Reaching the onramp to the Harbor Freeway, he floored the accelerator. The speedometer soared into triple digits.

“With shootings, you need to get there quick enough to get the shot of them loading him into the ambulance,” he said, weaving in and out of lanes and blowing past cars that appeared to be standing still. “Unless he’s dead on arrival. If he’s D.O.A., you’ve got all the time in the world.”

Raishbrook has an identical twin brother, Howard, who also spends most nights in a Crown Vic, monitoring police scanners. The brothers don’t wear badges of any sort. But if it’s late at night in Los Angeles and there is a police pursuit, shootout, terrible car accident or a good-sized fire, chances are they’ll be there. They’ll be the ones with the video cameras.

Call them the paparazzi of pain.

Task a -> Summarize the passage on the Raishbrook twins in two sentences.
The passage on the Raishbrook twins has no connection to the rows.

Stored data ->

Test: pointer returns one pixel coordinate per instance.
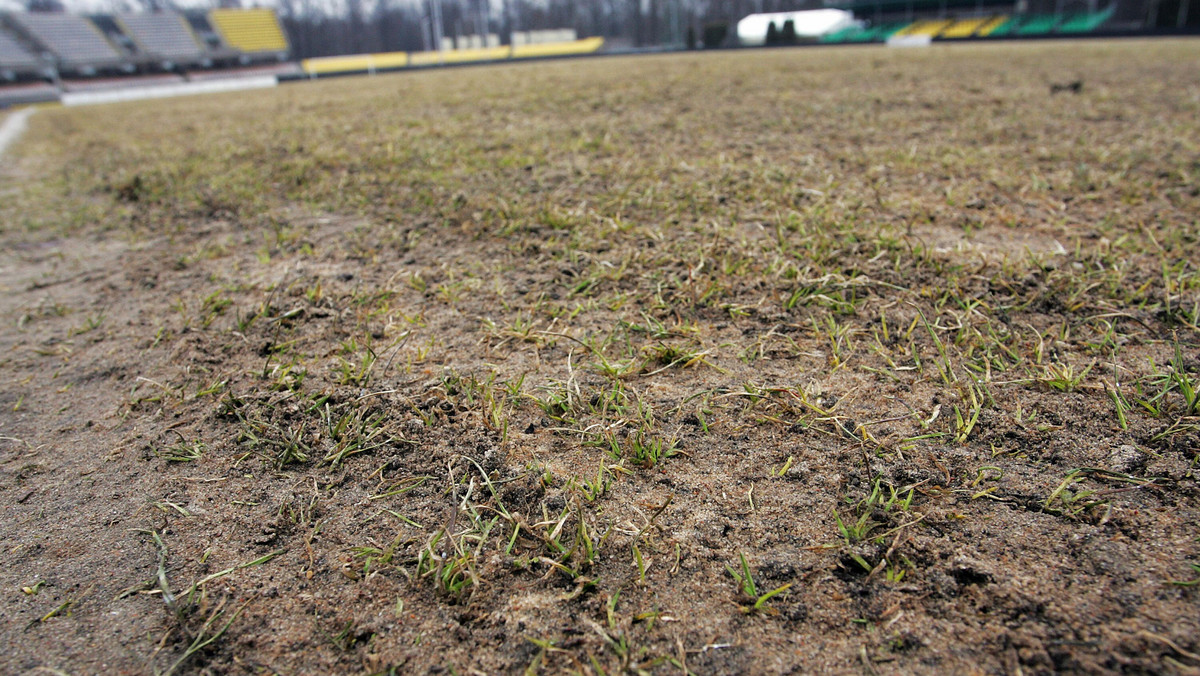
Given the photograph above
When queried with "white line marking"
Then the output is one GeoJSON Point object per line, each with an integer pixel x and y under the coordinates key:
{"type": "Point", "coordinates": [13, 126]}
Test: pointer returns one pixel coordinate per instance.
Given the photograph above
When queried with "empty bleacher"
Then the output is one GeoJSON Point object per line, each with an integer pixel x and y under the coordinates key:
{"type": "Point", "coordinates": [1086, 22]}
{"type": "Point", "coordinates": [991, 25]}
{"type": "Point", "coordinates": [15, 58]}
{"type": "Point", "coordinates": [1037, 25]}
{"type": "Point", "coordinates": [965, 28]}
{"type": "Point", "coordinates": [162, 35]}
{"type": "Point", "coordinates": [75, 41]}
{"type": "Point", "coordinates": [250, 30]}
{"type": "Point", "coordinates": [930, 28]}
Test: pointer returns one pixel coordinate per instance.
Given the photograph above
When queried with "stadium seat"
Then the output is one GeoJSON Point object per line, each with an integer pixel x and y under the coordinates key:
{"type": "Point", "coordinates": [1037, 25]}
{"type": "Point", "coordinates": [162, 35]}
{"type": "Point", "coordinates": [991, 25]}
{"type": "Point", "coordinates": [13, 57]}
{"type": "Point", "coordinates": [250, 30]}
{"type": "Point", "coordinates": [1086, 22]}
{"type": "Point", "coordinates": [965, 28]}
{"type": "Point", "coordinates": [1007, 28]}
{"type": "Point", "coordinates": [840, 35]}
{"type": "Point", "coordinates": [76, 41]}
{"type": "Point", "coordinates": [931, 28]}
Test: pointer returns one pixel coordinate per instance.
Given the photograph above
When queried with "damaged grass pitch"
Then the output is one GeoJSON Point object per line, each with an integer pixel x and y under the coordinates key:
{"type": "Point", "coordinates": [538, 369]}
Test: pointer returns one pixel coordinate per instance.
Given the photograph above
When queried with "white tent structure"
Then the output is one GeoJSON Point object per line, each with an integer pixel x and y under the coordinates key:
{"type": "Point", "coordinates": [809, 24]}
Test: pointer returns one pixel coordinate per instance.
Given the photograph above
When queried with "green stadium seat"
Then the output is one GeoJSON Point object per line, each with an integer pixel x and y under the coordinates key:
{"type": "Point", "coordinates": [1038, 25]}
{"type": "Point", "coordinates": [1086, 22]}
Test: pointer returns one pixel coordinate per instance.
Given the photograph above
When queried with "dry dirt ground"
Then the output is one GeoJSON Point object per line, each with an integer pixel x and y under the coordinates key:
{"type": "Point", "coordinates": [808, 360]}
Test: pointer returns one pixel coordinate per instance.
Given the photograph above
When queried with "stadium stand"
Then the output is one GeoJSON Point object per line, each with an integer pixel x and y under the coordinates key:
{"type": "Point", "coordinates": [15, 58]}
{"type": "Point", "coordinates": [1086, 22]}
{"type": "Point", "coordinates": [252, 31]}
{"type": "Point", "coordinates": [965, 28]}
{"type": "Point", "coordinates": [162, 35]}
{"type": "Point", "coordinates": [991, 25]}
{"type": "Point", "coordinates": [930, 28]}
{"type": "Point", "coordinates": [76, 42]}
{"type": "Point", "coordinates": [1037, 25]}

Task b -> How many lines of the rows contain the string "queried"? Give only the number.

Written response a -> A man speeds onto the Harbor Freeway at triple-digit speeds and says that at a shooting you must arrive in time to get the shot of the victim being loaded into the ambulance, unless he is dead on arrival. Raishbrook and his identical twin brother, Howard, spend most nights in a Crown Vic monitoring police scanners, and they are likely to show up with video cameras at late-night pursuits, shootouts, terrible car accidents and large fires in Los Angeles.

Written response b -> 8